■ MATERIAL PROVIDED

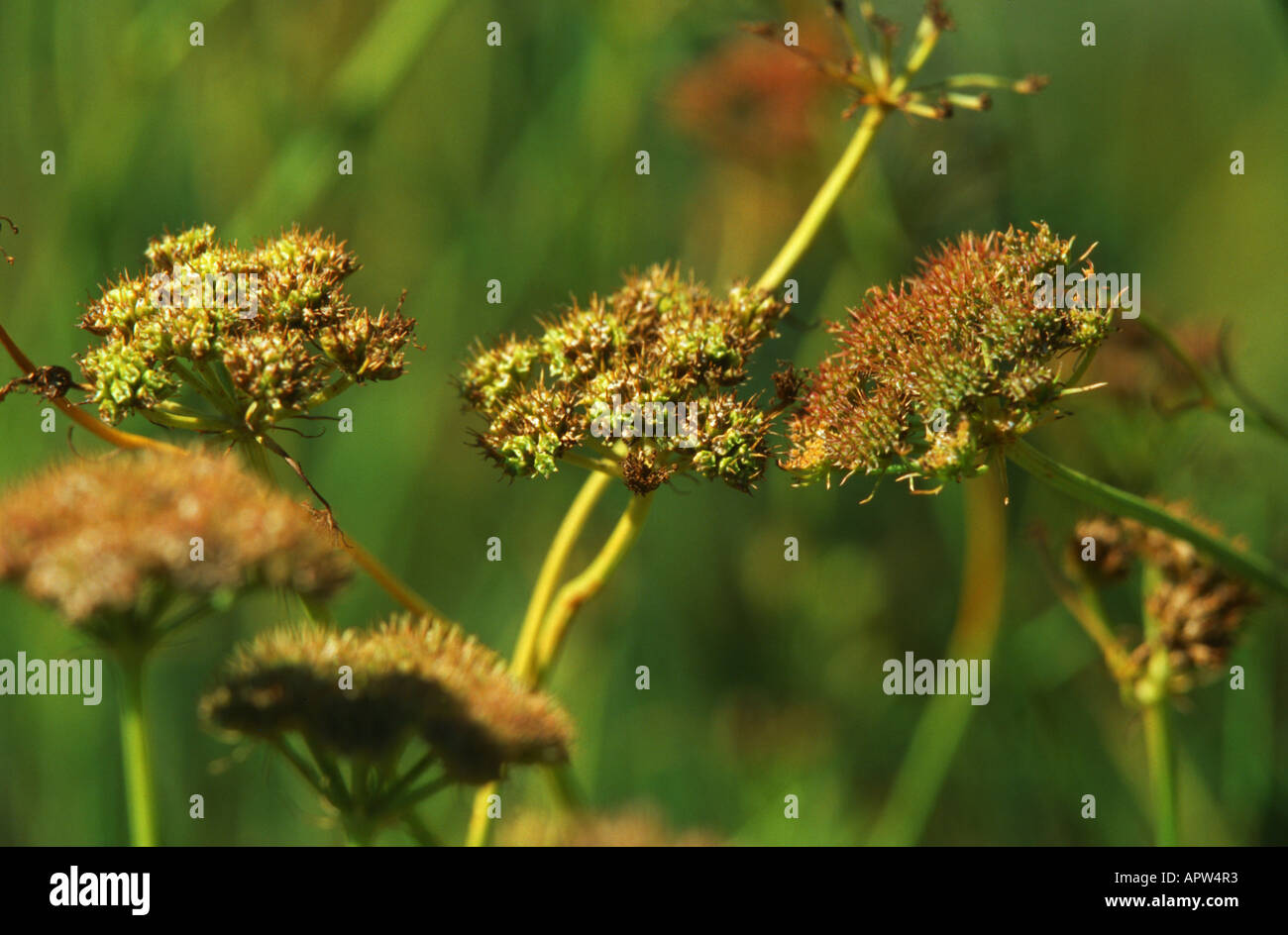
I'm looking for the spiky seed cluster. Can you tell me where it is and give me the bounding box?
[78,224,415,428]
[459,266,786,493]
[202,617,572,783]
[1074,503,1257,690]
[0,452,349,638]
[783,224,1111,491]
[498,805,720,848]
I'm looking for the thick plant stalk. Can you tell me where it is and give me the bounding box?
[1136,568,1176,848]
[510,471,612,683]
[465,491,653,848]
[121,657,158,848]
[1143,696,1176,848]
[756,106,886,292]
[756,7,939,292]
[465,471,612,848]
[465,21,939,846]
[532,492,653,685]
[1006,439,1288,595]
[871,472,1006,845]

■ STATED PROBLEM
Can you rewrite all the items above, changing "bounding box" to "box coordinates" and keeping everything else the same? Leave the pictures out of your answer.

■ EXERCISE ANSWER
I'm looking for the spiky seed cluster. Can you tell me where it is and give me the box coordinates?
[78,224,415,428]
[459,266,786,493]
[202,617,572,783]
[1074,503,1257,690]
[0,452,349,638]
[783,224,1111,491]
[498,805,720,848]
I'm looking for the thick plant stalk. Can you tell me where it is and give me the box coordinates?
[1136,568,1176,848]
[510,471,612,683]
[465,491,653,848]
[121,657,158,848]
[1143,696,1176,848]
[756,106,886,292]
[756,7,939,292]
[465,471,612,848]
[465,21,939,846]
[532,492,653,685]
[1006,439,1288,595]
[871,472,1006,845]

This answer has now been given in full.